(Pointing entries for labeled objects)
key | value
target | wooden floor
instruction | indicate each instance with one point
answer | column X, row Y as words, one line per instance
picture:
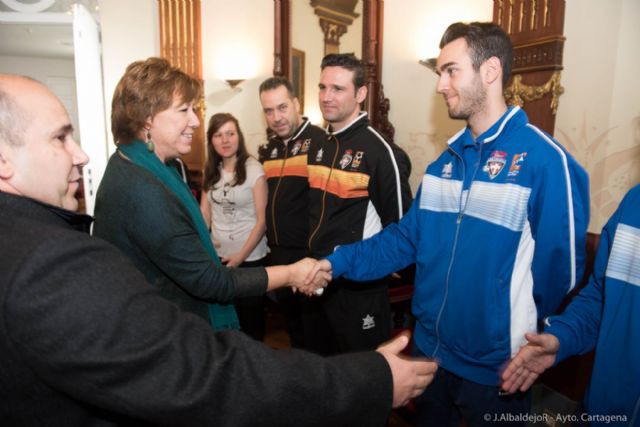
column 276, row 337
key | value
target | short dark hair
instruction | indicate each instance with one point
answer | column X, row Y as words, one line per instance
column 147, row 88
column 485, row 39
column 212, row 170
column 348, row 61
column 275, row 82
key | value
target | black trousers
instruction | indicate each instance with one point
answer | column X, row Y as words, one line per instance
column 359, row 314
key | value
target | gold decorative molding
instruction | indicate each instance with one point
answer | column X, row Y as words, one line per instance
column 518, row 93
column 181, row 45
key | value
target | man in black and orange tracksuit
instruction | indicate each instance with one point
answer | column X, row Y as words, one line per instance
column 285, row 165
column 356, row 186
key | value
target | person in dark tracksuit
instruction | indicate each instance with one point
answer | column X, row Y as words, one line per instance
column 356, row 187
column 285, row 164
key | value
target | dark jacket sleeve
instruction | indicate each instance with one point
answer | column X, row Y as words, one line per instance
column 87, row 325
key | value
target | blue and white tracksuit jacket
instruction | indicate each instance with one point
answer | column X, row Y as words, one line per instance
column 497, row 232
column 607, row 312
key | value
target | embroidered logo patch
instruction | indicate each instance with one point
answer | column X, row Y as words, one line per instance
column 447, row 170
column 357, row 159
column 346, row 159
column 516, row 164
column 296, row 148
column 495, row 164
column 368, row 322
column 305, row 145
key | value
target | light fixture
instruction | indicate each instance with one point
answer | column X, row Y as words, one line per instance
column 430, row 63
column 233, row 83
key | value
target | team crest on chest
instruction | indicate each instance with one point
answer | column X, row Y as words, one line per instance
column 357, row 159
column 495, row 164
column 447, row 170
column 516, row 164
column 296, row 148
column 305, row 146
column 346, row 159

Written task — Reproduce every one of the rows above verbatim, omitting the pictures.

Response to this task —
key | value
target | wooden floor
instruction | indicate each instance with one point
answer | column X, row Y as words, one line per instance
picture:
column 276, row 337
key | value
target | short dark hair
instruction | indicate each instance with one point
answer | column X, row Y as words, one line per instance
column 147, row 88
column 485, row 39
column 212, row 170
column 348, row 61
column 275, row 82
key | value
target | black trousers
instruction | indicate each instance with one point
answer | column X, row Y as words, one line per instance
column 359, row 314
key | value
target | gold decorative molding
instruction | indicate each instance with one point
answer | column X, row Y as words, one line per instance
column 518, row 93
column 181, row 45
key | value
target | man in black and orange tracksuit
instruction | indicate each instance with one point
answer | column X, row Y as words, one line per instance
column 285, row 165
column 356, row 186
key | value
target | person in dark tracksuit
instruction | indicate each instance with one point
answer | column X, row Y as words, one line per instance
column 356, row 187
column 285, row 164
key | value
target | dark jacket sleeve
instruction | indicate each instance with one point
answer | column X, row Y as words, one line per instance
column 87, row 325
key | value
target | blue and white tracksuit jacket
instruction | indicate each instance with one point
answer | column X, row Y as words, one line per instance
column 497, row 232
column 607, row 312
key | value
target | embroidered logo patch
instruction | indicate each instance with one point
answer | column X, row Y as words, one line per instance
column 447, row 170
column 357, row 159
column 346, row 159
column 516, row 164
column 296, row 148
column 495, row 164
column 368, row 322
column 305, row 145
key | value
target | light fixture
instruction | indicate each instance with one point
answer | column X, row Y as words, one line per instance
column 430, row 63
column 233, row 83
key | value
target | team crest on chest
instruction | indicate each instance with one point
answer | column X, row Y as words, one line per instance
column 357, row 159
column 495, row 164
column 447, row 170
column 516, row 164
column 296, row 148
column 305, row 146
column 346, row 159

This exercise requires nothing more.